(Activity) What to return is the tail of the data, from the line that contains "Identify every instance of the woman's bare" down to the last line, copied exactly.

*** Opening Data for this exercise ***

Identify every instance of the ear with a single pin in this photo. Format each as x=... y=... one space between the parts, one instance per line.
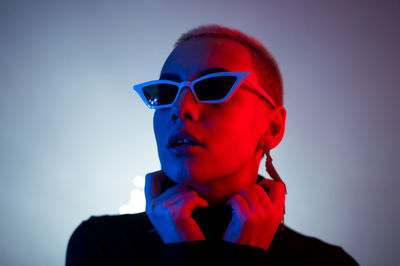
x=275 y=129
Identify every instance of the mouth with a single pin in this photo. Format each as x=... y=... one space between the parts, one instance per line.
x=183 y=139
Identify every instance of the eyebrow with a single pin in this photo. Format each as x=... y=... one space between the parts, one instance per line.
x=177 y=78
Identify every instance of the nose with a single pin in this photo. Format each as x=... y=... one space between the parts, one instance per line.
x=185 y=107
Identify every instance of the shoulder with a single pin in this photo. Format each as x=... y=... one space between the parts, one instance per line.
x=112 y=238
x=310 y=250
x=126 y=222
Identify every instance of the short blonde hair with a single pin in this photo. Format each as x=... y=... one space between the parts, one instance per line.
x=268 y=74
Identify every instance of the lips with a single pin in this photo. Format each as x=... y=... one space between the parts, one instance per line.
x=183 y=139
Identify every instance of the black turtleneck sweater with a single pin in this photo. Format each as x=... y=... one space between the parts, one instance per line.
x=132 y=240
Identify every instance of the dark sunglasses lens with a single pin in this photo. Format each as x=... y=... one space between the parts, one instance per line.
x=160 y=94
x=214 y=88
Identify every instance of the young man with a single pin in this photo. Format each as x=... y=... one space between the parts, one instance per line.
x=219 y=108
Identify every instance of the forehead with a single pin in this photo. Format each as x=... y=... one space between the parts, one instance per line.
x=204 y=55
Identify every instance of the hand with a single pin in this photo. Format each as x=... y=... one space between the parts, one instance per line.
x=255 y=215
x=170 y=211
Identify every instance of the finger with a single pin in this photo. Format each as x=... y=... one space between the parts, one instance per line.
x=251 y=198
x=239 y=205
x=276 y=191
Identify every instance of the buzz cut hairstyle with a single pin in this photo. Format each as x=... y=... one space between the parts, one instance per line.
x=269 y=76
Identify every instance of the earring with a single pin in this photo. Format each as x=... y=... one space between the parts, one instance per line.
x=275 y=176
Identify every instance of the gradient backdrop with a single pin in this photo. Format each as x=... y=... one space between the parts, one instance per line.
x=74 y=134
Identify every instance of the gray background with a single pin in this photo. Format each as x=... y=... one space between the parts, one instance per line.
x=74 y=134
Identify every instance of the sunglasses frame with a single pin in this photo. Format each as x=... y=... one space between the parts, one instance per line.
x=240 y=77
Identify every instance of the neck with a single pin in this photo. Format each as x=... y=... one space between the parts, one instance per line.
x=221 y=189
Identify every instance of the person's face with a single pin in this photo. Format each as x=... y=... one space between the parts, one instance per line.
x=222 y=138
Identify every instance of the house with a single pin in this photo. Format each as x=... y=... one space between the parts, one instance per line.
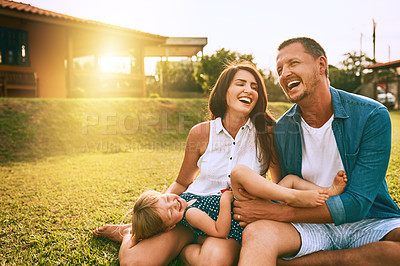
x=48 y=54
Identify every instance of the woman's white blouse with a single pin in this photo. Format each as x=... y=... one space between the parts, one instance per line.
x=222 y=154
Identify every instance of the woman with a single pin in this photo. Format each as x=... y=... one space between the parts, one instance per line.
x=240 y=132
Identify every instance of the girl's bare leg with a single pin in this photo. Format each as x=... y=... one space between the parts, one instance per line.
x=243 y=177
x=213 y=251
x=158 y=250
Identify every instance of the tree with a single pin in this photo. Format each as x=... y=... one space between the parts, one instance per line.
x=211 y=66
x=176 y=76
x=274 y=90
x=349 y=76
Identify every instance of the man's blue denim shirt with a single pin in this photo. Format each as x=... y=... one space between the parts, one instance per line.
x=362 y=130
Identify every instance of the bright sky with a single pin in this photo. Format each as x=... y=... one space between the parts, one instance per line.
x=251 y=26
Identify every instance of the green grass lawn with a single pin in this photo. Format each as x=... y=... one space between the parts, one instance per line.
x=49 y=206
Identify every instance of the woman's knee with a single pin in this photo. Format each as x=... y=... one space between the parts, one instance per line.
x=225 y=252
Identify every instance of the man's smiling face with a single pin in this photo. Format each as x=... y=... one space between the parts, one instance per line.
x=298 y=72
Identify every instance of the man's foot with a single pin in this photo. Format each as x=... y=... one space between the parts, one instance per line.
x=113 y=232
x=339 y=183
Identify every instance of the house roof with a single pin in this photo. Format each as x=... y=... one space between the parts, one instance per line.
x=177 y=46
x=391 y=64
x=18 y=8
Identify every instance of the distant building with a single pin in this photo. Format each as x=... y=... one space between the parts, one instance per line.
x=48 y=54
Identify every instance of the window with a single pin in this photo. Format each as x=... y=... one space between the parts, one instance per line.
x=14 y=47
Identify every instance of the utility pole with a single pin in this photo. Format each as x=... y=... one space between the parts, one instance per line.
x=375 y=83
x=373 y=39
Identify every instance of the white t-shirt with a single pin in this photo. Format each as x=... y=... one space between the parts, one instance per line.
x=321 y=159
x=222 y=154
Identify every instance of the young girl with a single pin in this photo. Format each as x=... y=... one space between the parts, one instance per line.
x=240 y=132
x=155 y=213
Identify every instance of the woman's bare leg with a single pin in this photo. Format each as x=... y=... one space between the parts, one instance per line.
x=243 y=177
x=114 y=232
x=213 y=251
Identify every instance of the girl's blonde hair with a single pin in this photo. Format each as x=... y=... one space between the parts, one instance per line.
x=146 y=220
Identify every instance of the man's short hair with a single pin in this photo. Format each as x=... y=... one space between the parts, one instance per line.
x=310 y=46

*** Closing Data for this exercise ***

(Finished task)
Identify every instance of the woman's bare leg with a single pin in this photo. Format each as x=... y=... one space between the parts, one instance per line.
x=243 y=177
x=114 y=232
x=213 y=251
Identify every instance of the girl's blonde hair with a single pin in this photo. Format each as x=... y=... one space between the parts, one instance per line.
x=146 y=220
Identify every instance of the man's short hair with a single pin in this photo. Format each as x=... y=... one space between the parts, one instance per line.
x=310 y=46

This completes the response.